▶ [Task list]
1. In the ranch blog below, how long was the electricity out during the snowstorm?
2. Carry the ranch blog below forward, picking up right after its final sentence about the bull.

▶ [Selected excerpt]
-=-=-=-=-
Tuesday, May 12, 2009


Today I am being "neighborly". We have these very nice people who live across the North Canadian River from us. Depending on which way the river is running, our properties touch in the river or on the south bank. These neighbors are part-time residents of Oklahoma right now. O. is a doctor in Germany and hasn't quite decided to retire to our rural life, though his wife, S. is ready to move today. They originally were planning on raising and breeding horses for sale, but have found that today's economy lends itself to a need for rescuing and caring for abandoned horses and dogs.
Meine freunde (see, y'all can understand German!) have appointed me doggie nurse until they return. They have a ranch manager, but his main purpose is daily care and feeding of 40+ horses and 7 dogs. I, on the other hand, have control of the heartworm pills and veterinary visits. And today was a particularly stressful visit - for the dogs, not me.
This is Bonnie (black) and Clyde (brindle). So named for their marauding escapades on the back roads of Oklahoma. There will be no little Bonnies or little Clydes after today's visit to Dr. Stan Jenkins, DVM. He has put his mark on them. Don't you just feel for them?

In addition to major surgery ( Ask any human male you know and he will say Clyde went through MAJOR surgery), the poor puppies had to have booster shots, tick dip AND they have tape worms. So, they are lounging on my sun porch for at least 3 days in order that I might give them their daily worming.
And, how are my darling Border Collies handling all this attention Bonnie and Clyde are getting? They are relegated to their kennels for the duration. Now, that isn't as bad as it sounds. There are four 4' by 10' kennels with sleeping igloos and a 40' by 90' run. And of course, they follow me around during my gardening hours. They just can't sleep in the house, while we have company.
So S., this post is for you. I'm taking very good care of your puppies. See you around the middle of September in Germany.

Saturday, April 4, 2009

Work, Work, Work

Well,  the ceiling is repaired and refinished - after one mishap that caused a week delay.  It looks great - pictures possibly on Sunday.

In the midst of the ceiling repair, we had what the Oklahoma weather forecaster called a "blizzard" - six inches of wet, blowing snow (no snickering from you northerners).  It was bad enough that the electricity was out for five hours.  That was no problem for me since I have wood and propane heat.  But, that meant no electricity to the cattle fencing.  So, off I went chasing cows in the snow.  My sister helped me fork several carts of loose hay to them since we had to lock them into corrals.  Very unhappy cows.  After the snow melted, fence patrol revealed no breaks and the cows were happily released into their pasture.

In the ensuing days, the bull got out - that resulted in a couple of days of fence repair in his pasture.  He's such a big baby that he follows me anywhere with the promise of special feed.
-=-=-=-=-
▶ [Entries provided]

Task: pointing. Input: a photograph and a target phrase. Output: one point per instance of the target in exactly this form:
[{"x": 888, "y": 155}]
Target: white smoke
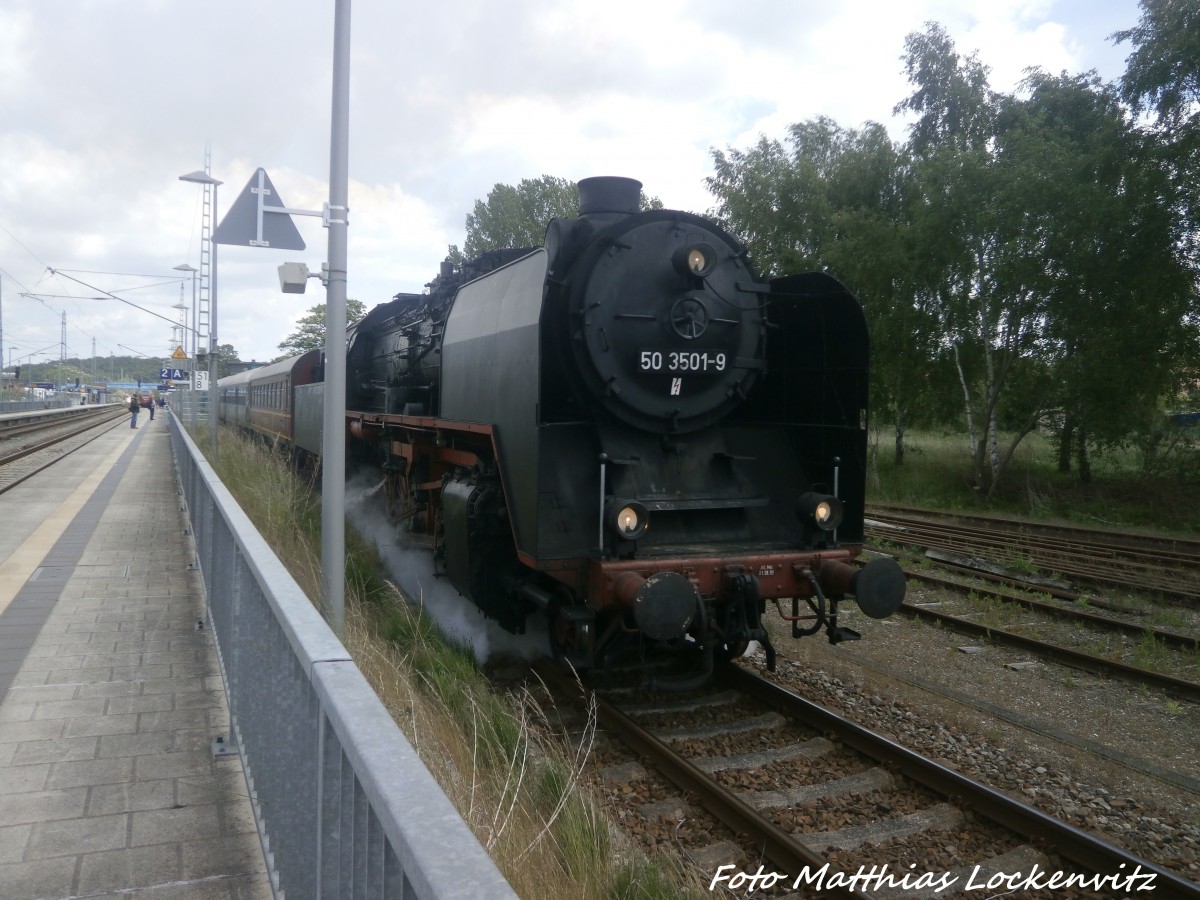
[{"x": 412, "y": 568}]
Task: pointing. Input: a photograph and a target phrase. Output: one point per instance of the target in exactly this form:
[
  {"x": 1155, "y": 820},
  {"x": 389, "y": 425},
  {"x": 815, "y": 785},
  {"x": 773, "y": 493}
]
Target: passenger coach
[{"x": 261, "y": 399}]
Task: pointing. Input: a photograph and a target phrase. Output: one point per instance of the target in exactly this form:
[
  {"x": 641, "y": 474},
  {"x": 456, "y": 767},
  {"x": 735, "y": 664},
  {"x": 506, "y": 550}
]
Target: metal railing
[{"x": 345, "y": 805}]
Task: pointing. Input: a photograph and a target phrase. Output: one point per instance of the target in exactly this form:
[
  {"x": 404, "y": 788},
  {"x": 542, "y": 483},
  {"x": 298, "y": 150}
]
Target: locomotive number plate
[{"x": 682, "y": 361}]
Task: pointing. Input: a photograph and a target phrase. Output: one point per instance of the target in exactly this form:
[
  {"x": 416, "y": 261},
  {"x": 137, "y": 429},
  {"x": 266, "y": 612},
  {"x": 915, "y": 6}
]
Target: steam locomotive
[{"x": 625, "y": 430}]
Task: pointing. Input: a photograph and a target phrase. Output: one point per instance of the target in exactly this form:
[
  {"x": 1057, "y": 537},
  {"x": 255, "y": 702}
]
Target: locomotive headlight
[
  {"x": 822, "y": 510},
  {"x": 697, "y": 259},
  {"x": 627, "y": 519}
]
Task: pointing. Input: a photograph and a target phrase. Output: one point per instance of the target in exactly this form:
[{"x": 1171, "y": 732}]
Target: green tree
[
  {"x": 1163, "y": 72},
  {"x": 517, "y": 216},
  {"x": 1117, "y": 285},
  {"x": 837, "y": 199},
  {"x": 310, "y": 334}
]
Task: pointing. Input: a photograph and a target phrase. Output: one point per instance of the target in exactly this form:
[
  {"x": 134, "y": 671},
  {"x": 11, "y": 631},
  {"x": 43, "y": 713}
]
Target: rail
[{"x": 345, "y": 807}]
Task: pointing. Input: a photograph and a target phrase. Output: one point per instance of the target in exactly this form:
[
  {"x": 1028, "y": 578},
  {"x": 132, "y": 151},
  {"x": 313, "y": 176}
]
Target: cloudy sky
[{"x": 103, "y": 103}]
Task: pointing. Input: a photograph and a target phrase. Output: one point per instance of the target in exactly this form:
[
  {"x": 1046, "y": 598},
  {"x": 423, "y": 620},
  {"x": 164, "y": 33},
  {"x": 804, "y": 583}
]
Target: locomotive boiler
[{"x": 628, "y": 431}]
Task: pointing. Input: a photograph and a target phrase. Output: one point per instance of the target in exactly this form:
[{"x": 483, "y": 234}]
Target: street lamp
[
  {"x": 203, "y": 178},
  {"x": 191, "y": 400}
]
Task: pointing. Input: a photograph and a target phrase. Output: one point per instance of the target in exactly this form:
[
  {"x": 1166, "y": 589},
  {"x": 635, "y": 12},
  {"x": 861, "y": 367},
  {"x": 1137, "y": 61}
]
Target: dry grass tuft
[{"x": 519, "y": 787}]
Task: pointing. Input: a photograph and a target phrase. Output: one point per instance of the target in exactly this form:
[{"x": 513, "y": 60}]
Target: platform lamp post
[
  {"x": 202, "y": 178},
  {"x": 193, "y": 270}
]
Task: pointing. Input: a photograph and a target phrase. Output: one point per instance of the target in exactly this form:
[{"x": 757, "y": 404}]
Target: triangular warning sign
[{"x": 256, "y": 219}]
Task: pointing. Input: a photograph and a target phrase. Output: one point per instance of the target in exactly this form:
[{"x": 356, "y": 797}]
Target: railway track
[
  {"x": 28, "y": 449},
  {"x": 1122, "y": 561},
  {"x": 1072, "y": 634},
  {"x": 804, "y": 795}
]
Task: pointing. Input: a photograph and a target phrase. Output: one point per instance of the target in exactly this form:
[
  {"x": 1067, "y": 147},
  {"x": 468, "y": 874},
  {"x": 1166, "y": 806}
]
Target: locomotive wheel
[
  {"x": 564, "y": 639},
  {"x": 396, "y": 499}
]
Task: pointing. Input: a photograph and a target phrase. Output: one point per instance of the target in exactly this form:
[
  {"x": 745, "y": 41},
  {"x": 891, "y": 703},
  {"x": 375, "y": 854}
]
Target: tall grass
[
  {"x": 937, "y": 473},
  {"x": 520, "y": 789}
]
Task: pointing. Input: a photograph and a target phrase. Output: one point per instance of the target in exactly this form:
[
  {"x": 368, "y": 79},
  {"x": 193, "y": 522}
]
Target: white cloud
[{"x": 105, "y": 103}]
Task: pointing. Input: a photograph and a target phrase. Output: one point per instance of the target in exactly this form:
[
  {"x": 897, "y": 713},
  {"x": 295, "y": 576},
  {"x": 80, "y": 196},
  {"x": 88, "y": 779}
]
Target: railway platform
[{"x": 113, "y": 778}]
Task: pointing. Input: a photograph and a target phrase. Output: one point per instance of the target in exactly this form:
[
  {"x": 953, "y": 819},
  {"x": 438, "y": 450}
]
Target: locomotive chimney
[{"x": 607, "y": 197}]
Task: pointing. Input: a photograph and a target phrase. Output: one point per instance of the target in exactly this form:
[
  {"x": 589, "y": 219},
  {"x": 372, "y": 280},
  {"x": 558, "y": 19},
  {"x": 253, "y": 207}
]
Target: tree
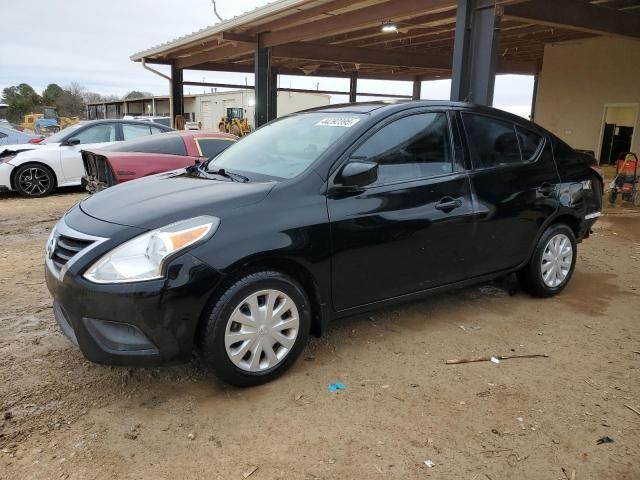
[
  {"x": 22, "y": 99},
  {"x": 52, "y": 94},
  {"x": 71, "y": 101},
  {"x": 137, "y": 94}
]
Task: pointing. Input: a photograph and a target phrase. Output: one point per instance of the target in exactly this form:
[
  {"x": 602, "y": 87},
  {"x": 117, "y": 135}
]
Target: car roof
[
  {"x": 203, "y": 134},
  {"x": 386, "y": 107},
  {"x": 121, "y": 120}
]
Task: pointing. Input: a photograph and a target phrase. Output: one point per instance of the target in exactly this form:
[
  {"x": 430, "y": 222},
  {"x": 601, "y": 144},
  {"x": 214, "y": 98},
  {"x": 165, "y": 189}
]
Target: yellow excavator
[
  {"x": 47, "y": 122},
  {"x": 234, "y": 123}
]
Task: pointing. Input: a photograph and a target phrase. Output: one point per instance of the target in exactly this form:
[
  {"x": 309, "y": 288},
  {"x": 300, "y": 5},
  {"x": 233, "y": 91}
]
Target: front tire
[
  {"x": 34, "y": 180},
  {"x": 256, "y": 329},
  {"x": 552, "y": 263}
]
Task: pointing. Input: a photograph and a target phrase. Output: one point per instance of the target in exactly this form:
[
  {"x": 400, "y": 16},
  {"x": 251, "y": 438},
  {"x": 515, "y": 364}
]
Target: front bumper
[
  {"x": 133, "y": 324},
  {"x": 5, "y": 176}
]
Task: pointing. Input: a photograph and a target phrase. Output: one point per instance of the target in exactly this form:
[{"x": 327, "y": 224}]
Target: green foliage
[
  {"x": 52, "y": 94},
  {"x": 69, "y": 101},
  {"x": 22, "y": 99}
]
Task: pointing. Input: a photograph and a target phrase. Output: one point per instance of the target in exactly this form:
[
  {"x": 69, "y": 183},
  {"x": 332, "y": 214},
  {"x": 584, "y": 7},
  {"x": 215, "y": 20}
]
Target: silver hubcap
[
  {"x": 34, "y": 181},
  {"x": 262, "y": 330},
  {"x": 556, "y": 260}
]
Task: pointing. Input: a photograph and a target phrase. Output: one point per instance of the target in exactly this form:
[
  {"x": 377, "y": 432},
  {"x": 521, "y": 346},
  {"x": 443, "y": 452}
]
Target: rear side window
[
  {"x": 130, "y": 131},
  {"x": 100, "y": 133},
  {"x": 210, "y": 147},
  {"x": 530, "y": 143},
  {"x": 155, "y": 130},
  {"x": 416, "y": 146},
  {"x": 170, "y": 144},
  {"x": 492, "y": 142}
]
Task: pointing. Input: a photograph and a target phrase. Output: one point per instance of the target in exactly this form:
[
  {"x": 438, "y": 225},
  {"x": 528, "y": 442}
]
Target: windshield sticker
[{"x": 337, "y": 122}]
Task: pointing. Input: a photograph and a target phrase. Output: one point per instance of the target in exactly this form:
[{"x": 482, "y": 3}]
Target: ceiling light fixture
[{"x": 389, "y": 27}]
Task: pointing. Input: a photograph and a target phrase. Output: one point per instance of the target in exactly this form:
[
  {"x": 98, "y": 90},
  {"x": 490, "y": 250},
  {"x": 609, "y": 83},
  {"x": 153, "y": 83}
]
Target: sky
[{"x": 90, "y": 42}]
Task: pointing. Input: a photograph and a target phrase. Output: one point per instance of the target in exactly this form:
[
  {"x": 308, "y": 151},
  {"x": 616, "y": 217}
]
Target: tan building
[
  {"x": 589, "y": 93},
  {"x": 207, "y": 108}
]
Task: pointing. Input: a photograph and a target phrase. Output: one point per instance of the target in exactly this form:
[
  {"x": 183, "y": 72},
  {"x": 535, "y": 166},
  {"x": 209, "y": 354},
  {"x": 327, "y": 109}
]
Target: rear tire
[
  {"x": 34, "y": 180},
  {"x": 256, "y": 329},
  {"x": 552, "y": 263}
]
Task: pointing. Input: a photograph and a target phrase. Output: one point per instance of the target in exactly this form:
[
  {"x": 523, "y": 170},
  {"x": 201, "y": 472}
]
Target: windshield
[
  {"x": 285, "y": 148},
  {"x": 57, "y": 137}
]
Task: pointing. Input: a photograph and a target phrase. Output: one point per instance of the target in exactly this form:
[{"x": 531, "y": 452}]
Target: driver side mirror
[{"x": 358, "y": 174}]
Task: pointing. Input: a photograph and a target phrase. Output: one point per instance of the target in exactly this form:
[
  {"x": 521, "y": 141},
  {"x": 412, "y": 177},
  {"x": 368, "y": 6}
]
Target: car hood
[
  {"x": 158, "y": 200},
  {"x": 13, "y": 149}
]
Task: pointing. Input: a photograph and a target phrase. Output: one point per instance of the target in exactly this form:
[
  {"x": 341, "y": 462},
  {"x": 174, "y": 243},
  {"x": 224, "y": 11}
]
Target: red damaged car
[{"x": 149, "y": 155}]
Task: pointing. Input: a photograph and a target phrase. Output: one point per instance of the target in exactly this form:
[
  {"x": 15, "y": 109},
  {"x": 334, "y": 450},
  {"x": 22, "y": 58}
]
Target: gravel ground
[{"x": 63, "y": 417}]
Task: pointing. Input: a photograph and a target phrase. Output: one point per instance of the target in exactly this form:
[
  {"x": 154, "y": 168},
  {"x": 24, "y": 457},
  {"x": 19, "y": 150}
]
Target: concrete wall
[
  {"x": 209, "y": 108},
  {"x": 578, "y": 79},
  {"x": 622, "y": 116}
]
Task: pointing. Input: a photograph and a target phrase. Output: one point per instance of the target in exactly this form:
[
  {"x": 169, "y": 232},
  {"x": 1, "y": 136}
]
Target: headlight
[{"x": 142, "y": 258}]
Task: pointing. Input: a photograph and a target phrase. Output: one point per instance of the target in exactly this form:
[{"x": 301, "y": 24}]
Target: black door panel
[
  {"x": 515, "y": 192},
  {"x": 393, "y": 240}
]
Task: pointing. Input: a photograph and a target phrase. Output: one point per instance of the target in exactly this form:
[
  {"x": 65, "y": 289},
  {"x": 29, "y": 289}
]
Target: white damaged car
[{"x": 35, "y": 170}]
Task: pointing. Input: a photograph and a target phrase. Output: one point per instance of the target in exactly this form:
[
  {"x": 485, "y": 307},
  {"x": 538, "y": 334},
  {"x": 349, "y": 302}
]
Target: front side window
[
  {"x": 169, "y": 143},
  {"x": 210, "y": 147},
  {"x": 412, "y": 147},
  {"x": 285, "y": 148},
  {"x": 492, "y": 142},
  {"x": 104, "y": 132},
  {"x": 130, "y": 131},
  {"x": 62, "y": 134}
]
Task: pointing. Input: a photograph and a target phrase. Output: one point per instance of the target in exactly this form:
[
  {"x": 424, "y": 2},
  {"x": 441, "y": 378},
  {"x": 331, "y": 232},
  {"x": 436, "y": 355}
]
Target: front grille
[{"x": 67, "y": 247}]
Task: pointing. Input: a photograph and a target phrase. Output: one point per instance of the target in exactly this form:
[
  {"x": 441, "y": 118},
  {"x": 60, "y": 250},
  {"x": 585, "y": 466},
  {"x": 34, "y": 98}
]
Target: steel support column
[
  {"x": 266, "y": 84},
  {"x": 417, "y": 87},
  {"x": 353, "y": 87},
  {"x": 177, "y": 93},
  {"x": 534, "y": 97},
  {"x": 272, "y": 111},
  {"x": 475, "y": 51}
]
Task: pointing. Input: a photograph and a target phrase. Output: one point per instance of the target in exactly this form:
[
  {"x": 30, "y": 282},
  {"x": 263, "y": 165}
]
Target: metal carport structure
[{"x": 469, "y": 41}]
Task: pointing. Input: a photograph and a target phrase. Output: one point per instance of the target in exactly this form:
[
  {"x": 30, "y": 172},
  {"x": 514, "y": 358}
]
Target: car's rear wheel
[
  {"x": 34, "y": 180},
  {"x": 552, "y": 263},
  {"x": 256, "y": 329}
]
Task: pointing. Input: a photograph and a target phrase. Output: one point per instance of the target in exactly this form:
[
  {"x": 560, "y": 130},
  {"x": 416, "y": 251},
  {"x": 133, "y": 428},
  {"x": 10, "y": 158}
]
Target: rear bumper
[{"x": 5, "y": 176}]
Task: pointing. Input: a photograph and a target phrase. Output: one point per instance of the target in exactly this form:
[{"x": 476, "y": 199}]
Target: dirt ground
[{"x": 63, "y": 417}]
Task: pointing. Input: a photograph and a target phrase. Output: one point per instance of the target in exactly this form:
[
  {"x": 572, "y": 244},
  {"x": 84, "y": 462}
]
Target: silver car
[{"x": 11, "y": 136}]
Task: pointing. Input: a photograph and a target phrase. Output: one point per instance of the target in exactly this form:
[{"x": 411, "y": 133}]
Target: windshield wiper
[{"x": 235, "y": 177}]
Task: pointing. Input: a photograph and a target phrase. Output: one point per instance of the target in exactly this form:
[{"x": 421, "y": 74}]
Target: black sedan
[{"x": 316, "y": 216}]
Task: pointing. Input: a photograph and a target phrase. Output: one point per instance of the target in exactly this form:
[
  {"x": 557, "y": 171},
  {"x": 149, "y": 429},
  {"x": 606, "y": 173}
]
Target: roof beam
[
  {"x": 576, "y": 15},
  {"x": 301, "y": 15},
  {"x": 229, "y": 50},
  {"x": 355, "y": 55},
  {"x": 392, "y": 10}
]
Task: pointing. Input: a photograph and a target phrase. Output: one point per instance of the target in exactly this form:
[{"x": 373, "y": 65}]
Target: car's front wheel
[
  {"x": 256, "y": 329},
  {"x": 34, "y": 180},
  {"x": 552, "y": 263}
]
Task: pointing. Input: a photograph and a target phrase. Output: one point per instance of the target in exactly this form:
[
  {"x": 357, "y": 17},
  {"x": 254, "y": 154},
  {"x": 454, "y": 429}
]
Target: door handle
[
  {"x": 546, "y": 189},
  {"x": 448, "y": 204}
]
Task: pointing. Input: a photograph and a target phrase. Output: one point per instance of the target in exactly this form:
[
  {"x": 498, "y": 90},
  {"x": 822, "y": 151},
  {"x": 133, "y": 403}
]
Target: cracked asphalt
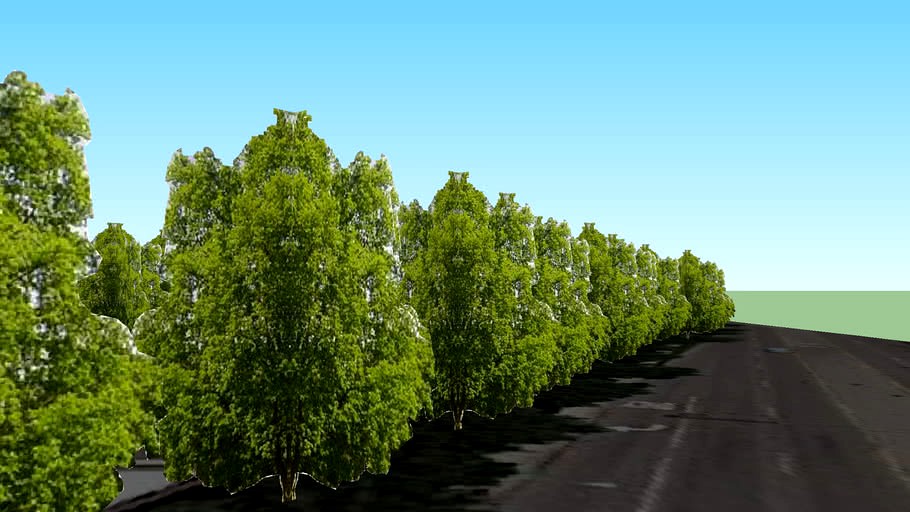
[{"x": 750, "y": 418}]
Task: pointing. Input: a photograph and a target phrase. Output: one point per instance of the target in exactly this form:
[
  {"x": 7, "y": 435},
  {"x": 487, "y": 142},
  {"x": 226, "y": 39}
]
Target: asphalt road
[
  {"x": 824, "y": 426},
  {"x": 719, "y": 422}
]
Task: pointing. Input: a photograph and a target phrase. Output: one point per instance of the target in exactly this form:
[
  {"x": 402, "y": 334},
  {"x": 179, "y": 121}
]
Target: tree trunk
[
  {"x": 288, "y": 486},
  {"x": 457, "y": 415}
]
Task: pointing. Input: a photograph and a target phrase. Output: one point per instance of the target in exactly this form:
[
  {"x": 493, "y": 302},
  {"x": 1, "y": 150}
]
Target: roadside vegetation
[{"x": 292, "y": 316}]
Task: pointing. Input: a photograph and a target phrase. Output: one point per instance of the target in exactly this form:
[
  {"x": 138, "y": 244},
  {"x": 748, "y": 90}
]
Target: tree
[
  {"x": 647, "y": 278},
  {"x": 154, "y": 275},
  {"x": 702, "y": 285},
  {"x": 68, "y": 407},
  {"x": 530, "y": 353},
  {"x": 283, "y": 336},
  {"x": 614, "y": 288},
  {"x": 678, "y": 307},
  {"x": 463, "y": 289},
  {"x": 116, "y": 290},
  {"x": 562, "y": 284}
]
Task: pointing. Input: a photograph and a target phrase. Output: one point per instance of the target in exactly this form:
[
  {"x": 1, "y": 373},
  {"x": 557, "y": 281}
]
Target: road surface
[{"x": 751, "y": 418}]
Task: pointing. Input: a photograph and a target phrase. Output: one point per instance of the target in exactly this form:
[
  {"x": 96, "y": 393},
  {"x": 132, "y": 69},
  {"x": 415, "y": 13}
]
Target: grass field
[{"x": 873, "y": 314}]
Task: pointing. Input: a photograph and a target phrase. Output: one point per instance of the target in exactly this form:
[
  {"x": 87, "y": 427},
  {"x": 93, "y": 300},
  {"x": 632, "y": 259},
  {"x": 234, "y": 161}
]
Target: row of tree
[{"x": 292, "y": 316}]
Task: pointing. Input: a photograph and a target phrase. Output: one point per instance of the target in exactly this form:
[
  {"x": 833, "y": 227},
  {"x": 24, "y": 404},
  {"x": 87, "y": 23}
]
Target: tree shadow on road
[{"x": 439, "y": 469}]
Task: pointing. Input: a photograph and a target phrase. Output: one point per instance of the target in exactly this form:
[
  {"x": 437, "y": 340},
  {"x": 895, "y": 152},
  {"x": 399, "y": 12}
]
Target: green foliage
-=-=-=-=-
▶ [Response list]
1. Five hours.

2.
I have sold my 90' by 20' greenhouse, so am in the process of removing all the gardening equipment that I am keeping and creating storage space for all of it in the barn.  The difficult part is trying to find somewhere for my pottery kiln and weight machine - guess we will have to build a workshop for me.  Since my horses have died, I also have saddles and other gear to find a home for.  Maybe, I can sell them at the Lincoln County Cowboy Day - flea market for ranching and cowboy STUFF.

Since the living room is cleared of EVERYTHING, I have begun painting the walls.  I am using much deeper hued colors that I have used before.  It is intimidating and may require slipcovering the sofa, but the color scheme is growing on me.  I will have a hard time convincing my husband that the re-decorating will enhance his world though.

Gotta run.  My alarm says it is time to clean house.  I am working inside today - 35 mile an hour winds are just no fun for outdoors work.

Wednesday, March 25, 2009

Living Room Ceiling Repair

The result of the last several hard rainstorms - the stain is about 15' long.

So, every item had to be removed and most was STUFFED into dining room and bedroom.

Now it will look like this for the next 3 days! (Notice how I have absolutely no control over the placement of these photos).

The ceiling was done in that horrible popcorn junk in about 1983. This process is a mess, but I will be so glad to have a ceiling that I can dust. Now, if only I could afford to remove the popcorn in the other 9 rooms! I did successfully paint the bedroom ceiling and it didn't come crashing onto my head in a big messy goo. Maybe I'll try that again.

Anyway, I am going to have a nice clean, (stainless), bright living room ceiling.

And notice the paint chips on the sofa in the third picture. After all those years, living in military housing where you were forbidden to paint the white walls, my creativity has lain dormant. But, I am going to be brave and paint those white walls a nice Craftsman-style green. I DO have a degree in Art, you know. I CAN do this! I WILL do this!?

Friday, March 20, 2009

This'n That

I wouldn't normally chronicle my day at home, but my husband is in Seattle for three weeks and I thought this might keep us in closer touch AND it will also fulfill my blogging goals.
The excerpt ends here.